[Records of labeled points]

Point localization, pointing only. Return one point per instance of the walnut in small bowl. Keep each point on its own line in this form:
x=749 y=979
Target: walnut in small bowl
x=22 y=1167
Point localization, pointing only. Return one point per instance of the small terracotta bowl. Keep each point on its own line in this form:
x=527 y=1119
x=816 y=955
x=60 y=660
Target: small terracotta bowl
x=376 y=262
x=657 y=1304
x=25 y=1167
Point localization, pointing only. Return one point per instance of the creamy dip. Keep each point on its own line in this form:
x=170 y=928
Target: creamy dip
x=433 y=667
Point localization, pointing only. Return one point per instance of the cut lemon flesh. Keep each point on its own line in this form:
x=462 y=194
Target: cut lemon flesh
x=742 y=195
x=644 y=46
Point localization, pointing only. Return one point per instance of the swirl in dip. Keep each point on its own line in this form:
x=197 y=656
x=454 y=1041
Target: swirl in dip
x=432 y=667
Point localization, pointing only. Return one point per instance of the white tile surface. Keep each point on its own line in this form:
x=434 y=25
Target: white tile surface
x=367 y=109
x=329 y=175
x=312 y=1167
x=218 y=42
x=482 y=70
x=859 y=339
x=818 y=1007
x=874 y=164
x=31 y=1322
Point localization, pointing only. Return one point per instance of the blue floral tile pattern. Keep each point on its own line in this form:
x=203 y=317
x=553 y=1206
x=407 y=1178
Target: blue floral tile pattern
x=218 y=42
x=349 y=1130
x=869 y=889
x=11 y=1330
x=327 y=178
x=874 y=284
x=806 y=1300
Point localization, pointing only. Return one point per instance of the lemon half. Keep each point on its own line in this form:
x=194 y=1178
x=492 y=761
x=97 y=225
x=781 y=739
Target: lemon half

Problem requirements:
Please copy out every row above word for word, keeping each line as it is.

Answer for the task:
Point localization, pointing only. Return one point per instance of the walnut in small bowl. Keep each point on its own line in this form:
x=749 y=979
Target: walnut in small bowl
x=22 y=1167
Point localization, pointing only. Return one point per instance of the small terracotta bowl. Keep each point on its own line in this form:
x=527 y=1119
x=816 y=955
x=60 y=660
Target: small terracotta bowl
x=376 y=262
x=657 y=1304
x=25 y=1167
Point localization, pointing only. Return one point per instance of the creamy dip. Keep each point on its own line in this form:
x=170 y=928
Target: creamy dip
x=433 y=667
Point localization, pointing only. Return one point per instance of the cut lemon flesh. Keep each point on its own line in this form:
x=462 y=194
Target: cut lemon flesh
x=742 y=195
x=644 y=46
Point localization, pointing only. Return one point per instance of the swirl in dip. Keep each point on its own line in this form:
x=197 y=656
x=454 y=1041
Target: swirl in dip
x=432 y=667
Point localization, pointing only. Return one point per instance of the white tile surface. Keep each point on its own line in this form:
x=434 y=25
Target: white tile surface
x=367 y=109
x=329 y=175
x=312 y=1167
x=218 y=42
x=482 y=70
x=859 y=339
x=818 y=1007
x=874 y=164
x=31 y=1322
Point localization, pointing only. Return one point per instance of the blue floral tile pattern. Keep each point on its own line in this form:
x=203 y=317
x=553 y=1206
x=407 y=1178
Target: blue floral tile pattern
x=218 y=42
x=349 y=1130
x=869 y=889
x=11 y=1330
x=327 y=178
x=874 y=284
x=806 y=1300
Point localization, pointing only. Return one point per instance of the lemon half. Keep each point on its own line in this form:
x=194 y=1178
x=492 y=761
x=97 y=225
x=781 y=739
Target: lemon half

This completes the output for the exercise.